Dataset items

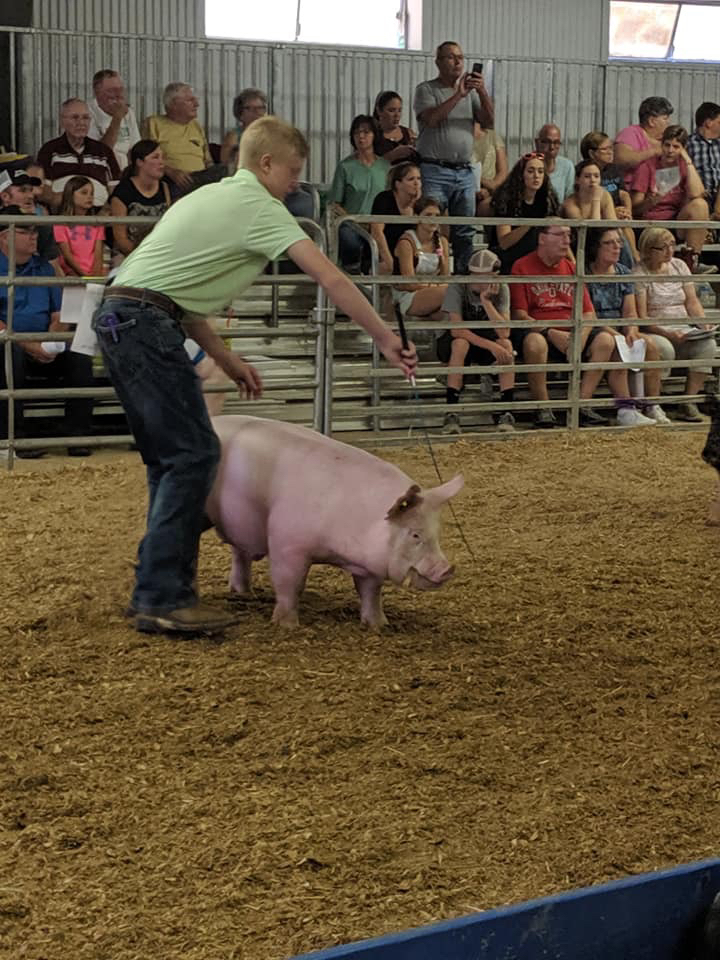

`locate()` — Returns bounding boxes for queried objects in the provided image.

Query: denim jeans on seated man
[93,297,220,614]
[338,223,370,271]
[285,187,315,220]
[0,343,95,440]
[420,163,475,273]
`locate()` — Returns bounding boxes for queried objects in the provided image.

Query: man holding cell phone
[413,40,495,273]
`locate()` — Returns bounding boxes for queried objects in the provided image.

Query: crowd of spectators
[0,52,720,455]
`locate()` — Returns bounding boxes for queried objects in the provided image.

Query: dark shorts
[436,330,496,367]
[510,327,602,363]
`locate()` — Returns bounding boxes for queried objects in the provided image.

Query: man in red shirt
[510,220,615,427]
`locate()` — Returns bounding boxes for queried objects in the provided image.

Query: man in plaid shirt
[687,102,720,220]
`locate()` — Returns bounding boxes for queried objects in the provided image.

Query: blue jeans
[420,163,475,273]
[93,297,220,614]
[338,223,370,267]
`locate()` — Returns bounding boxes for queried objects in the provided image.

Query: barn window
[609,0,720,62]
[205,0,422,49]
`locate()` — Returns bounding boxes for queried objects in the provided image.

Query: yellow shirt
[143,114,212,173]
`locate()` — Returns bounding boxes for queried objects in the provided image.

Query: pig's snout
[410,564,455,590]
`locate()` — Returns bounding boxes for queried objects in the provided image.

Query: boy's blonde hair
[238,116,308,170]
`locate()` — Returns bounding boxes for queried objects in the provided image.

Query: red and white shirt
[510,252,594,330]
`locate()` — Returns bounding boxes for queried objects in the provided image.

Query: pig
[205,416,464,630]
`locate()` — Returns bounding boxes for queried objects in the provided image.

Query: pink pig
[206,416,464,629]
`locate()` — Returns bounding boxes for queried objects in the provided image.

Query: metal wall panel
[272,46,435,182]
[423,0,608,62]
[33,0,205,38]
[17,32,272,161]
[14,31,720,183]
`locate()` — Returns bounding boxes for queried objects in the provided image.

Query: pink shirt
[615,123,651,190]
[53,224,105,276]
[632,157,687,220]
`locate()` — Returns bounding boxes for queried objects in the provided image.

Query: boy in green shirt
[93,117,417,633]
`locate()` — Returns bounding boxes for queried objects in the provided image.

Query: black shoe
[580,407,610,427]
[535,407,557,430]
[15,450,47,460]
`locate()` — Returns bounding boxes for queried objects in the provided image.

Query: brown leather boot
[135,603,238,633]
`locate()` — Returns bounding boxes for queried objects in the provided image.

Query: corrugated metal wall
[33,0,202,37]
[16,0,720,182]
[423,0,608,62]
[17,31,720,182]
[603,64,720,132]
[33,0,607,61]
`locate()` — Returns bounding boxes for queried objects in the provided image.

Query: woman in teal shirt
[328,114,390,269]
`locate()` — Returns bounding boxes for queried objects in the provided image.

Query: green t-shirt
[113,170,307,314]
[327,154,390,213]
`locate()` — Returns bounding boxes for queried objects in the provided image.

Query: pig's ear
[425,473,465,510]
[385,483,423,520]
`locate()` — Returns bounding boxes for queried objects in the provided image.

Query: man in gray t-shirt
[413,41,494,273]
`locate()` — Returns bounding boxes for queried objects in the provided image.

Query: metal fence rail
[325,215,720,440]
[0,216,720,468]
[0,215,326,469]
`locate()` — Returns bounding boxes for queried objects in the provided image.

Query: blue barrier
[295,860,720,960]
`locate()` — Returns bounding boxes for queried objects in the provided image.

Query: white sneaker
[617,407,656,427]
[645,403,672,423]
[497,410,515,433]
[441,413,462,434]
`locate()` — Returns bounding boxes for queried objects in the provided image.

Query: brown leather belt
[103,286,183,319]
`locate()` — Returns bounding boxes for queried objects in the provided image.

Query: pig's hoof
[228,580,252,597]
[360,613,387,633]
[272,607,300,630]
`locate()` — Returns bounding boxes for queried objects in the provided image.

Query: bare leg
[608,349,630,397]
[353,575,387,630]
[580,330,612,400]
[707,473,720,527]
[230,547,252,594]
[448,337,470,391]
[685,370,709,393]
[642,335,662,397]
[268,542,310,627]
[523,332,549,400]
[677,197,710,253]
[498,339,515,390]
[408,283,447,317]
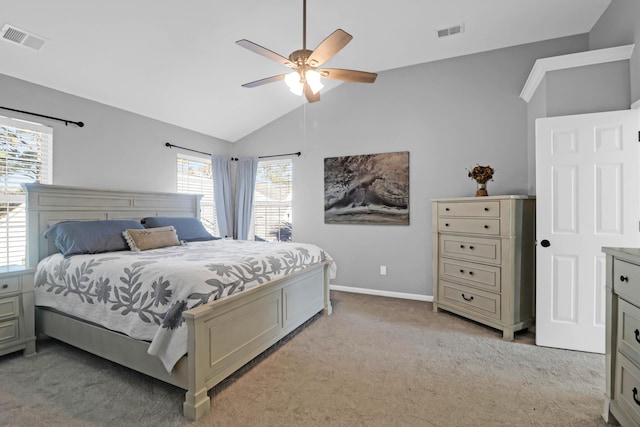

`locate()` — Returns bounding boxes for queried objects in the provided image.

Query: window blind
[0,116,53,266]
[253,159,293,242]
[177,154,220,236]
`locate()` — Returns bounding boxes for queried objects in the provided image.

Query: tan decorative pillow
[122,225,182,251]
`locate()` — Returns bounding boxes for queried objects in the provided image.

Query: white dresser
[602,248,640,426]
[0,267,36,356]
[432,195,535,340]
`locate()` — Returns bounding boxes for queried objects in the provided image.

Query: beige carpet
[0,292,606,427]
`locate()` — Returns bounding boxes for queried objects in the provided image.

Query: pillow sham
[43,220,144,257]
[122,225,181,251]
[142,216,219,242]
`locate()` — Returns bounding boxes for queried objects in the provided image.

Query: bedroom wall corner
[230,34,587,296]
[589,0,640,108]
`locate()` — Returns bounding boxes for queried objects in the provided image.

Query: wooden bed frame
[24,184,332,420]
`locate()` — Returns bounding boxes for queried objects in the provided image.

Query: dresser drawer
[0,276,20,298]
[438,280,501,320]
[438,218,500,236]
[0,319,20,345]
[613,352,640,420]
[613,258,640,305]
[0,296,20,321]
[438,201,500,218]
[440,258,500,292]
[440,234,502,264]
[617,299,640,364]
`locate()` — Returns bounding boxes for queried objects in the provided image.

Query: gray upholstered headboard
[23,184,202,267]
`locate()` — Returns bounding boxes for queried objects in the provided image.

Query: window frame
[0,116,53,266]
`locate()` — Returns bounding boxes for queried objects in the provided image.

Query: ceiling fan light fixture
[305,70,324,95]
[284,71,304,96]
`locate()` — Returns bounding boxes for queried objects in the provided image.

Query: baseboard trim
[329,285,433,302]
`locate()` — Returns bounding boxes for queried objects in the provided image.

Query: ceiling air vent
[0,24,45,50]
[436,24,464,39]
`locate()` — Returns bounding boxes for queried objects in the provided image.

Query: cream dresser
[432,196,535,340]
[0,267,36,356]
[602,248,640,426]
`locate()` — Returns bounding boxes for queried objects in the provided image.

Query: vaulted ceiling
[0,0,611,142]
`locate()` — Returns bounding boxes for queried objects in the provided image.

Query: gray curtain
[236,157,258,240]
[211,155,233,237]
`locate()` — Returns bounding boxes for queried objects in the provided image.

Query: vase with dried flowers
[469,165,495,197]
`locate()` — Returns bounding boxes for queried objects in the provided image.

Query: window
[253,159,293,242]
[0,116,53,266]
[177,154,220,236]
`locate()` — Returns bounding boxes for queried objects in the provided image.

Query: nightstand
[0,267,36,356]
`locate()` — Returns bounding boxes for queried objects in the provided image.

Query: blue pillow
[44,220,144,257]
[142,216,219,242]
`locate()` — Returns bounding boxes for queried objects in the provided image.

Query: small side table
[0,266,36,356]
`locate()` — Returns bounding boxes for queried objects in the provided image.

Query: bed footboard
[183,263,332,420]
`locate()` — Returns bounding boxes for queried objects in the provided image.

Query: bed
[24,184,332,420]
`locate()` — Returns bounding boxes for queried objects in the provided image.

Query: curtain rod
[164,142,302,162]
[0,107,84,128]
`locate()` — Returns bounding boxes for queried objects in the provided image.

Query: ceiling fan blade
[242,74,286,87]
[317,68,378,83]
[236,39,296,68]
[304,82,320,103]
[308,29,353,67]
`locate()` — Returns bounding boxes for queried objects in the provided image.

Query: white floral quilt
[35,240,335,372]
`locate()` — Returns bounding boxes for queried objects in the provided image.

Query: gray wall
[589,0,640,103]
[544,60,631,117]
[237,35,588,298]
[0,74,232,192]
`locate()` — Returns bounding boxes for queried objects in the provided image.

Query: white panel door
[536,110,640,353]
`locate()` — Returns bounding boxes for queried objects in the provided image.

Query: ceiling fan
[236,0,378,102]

* * *

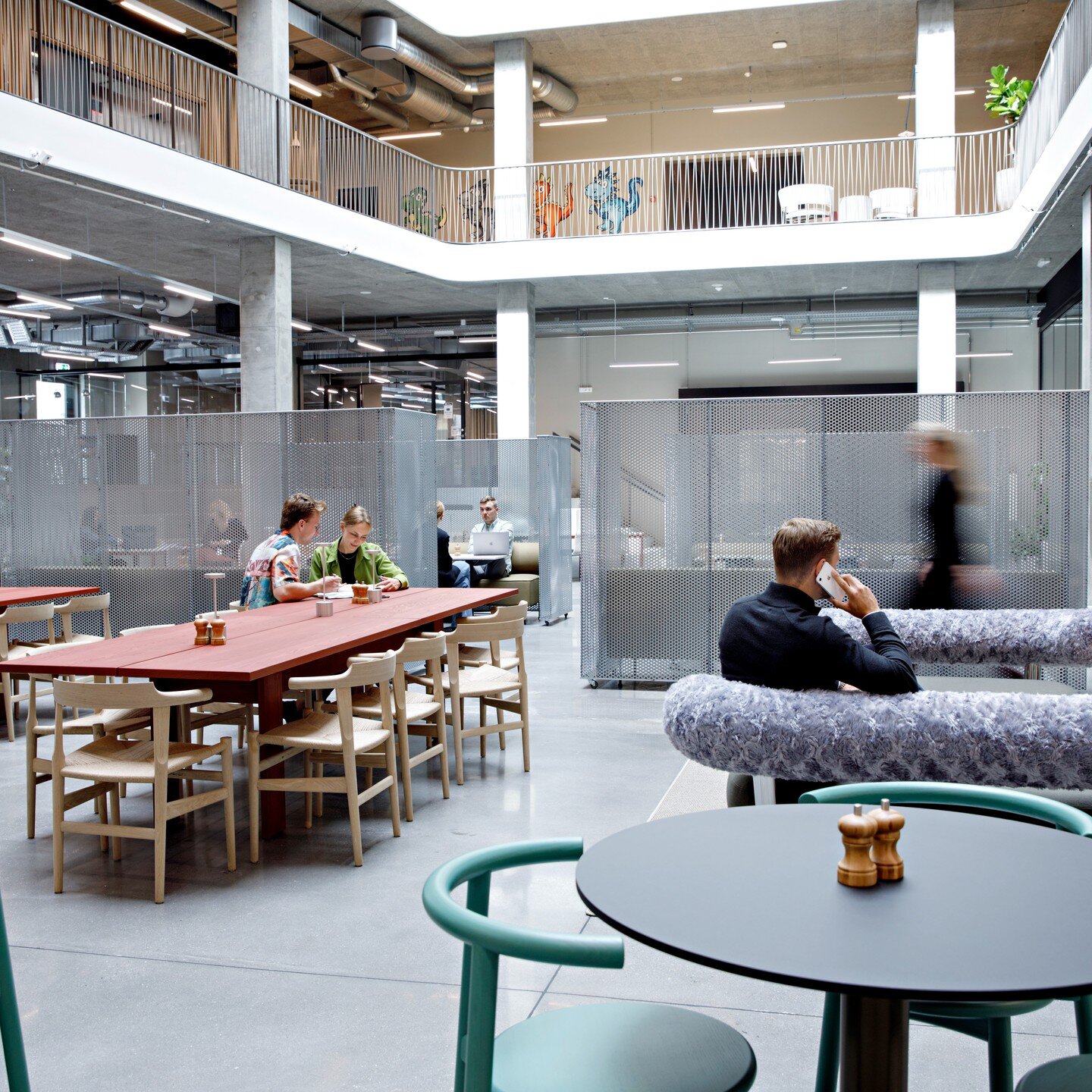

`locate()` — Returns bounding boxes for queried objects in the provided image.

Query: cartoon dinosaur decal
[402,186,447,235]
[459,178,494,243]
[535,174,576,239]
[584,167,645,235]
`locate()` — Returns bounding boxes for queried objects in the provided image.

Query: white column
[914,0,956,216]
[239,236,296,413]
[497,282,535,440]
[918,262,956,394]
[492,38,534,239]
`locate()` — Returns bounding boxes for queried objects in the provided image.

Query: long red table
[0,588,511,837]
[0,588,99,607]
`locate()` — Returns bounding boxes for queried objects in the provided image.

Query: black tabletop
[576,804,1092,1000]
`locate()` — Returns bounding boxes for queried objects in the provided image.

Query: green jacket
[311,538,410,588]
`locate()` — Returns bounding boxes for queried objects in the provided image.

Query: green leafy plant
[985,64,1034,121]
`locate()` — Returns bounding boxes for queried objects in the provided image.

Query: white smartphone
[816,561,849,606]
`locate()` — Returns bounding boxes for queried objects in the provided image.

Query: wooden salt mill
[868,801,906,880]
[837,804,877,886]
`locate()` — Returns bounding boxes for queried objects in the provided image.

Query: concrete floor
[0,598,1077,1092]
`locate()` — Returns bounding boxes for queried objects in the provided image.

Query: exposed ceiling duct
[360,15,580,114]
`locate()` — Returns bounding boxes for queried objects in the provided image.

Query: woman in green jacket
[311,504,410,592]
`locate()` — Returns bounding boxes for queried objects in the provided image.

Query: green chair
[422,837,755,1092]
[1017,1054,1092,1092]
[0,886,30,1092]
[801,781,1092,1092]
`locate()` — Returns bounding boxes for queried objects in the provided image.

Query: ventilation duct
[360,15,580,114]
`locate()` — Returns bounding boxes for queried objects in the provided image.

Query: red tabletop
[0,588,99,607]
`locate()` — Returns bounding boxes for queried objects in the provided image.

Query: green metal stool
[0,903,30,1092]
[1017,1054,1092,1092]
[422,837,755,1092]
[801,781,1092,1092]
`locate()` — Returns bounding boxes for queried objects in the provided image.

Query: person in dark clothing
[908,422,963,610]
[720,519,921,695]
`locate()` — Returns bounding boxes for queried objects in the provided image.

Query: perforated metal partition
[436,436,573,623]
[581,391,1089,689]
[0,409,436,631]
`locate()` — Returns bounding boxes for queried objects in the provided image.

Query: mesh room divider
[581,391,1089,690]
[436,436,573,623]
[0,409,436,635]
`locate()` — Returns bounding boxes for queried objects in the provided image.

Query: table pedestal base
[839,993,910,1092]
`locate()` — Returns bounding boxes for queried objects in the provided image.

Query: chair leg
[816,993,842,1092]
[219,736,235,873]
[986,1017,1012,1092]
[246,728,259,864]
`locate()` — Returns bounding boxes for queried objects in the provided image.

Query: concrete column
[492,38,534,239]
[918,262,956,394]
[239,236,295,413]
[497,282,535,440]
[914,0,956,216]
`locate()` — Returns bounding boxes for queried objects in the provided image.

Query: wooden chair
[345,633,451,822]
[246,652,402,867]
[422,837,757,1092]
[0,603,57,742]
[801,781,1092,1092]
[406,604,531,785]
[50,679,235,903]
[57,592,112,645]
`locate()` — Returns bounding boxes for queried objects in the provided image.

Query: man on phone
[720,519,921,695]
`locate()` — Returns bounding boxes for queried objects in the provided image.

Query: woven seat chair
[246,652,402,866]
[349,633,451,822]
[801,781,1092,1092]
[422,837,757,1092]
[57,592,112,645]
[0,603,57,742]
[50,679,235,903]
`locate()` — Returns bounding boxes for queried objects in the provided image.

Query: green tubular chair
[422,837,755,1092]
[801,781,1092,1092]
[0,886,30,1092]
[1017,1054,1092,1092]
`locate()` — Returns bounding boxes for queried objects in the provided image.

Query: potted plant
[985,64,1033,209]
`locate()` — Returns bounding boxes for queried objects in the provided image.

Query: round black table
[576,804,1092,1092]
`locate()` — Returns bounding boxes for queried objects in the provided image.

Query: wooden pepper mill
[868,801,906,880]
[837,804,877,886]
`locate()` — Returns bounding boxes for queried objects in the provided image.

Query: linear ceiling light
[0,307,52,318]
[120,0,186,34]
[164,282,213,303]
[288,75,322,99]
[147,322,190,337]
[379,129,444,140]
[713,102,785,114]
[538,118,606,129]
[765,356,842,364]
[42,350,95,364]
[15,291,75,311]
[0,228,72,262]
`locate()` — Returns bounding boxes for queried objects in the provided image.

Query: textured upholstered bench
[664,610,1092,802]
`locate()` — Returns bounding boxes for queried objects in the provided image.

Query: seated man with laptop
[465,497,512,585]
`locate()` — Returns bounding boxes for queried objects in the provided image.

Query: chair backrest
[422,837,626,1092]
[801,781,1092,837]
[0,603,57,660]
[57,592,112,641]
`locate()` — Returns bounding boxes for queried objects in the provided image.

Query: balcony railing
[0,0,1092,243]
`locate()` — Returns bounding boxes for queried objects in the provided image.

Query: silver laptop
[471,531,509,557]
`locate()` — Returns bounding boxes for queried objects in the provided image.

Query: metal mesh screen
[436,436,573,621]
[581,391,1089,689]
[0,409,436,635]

Required work: State how many lines of the entries contain the word "wooden", treating case as significant. Reply with the number alone.

Exercise response: 4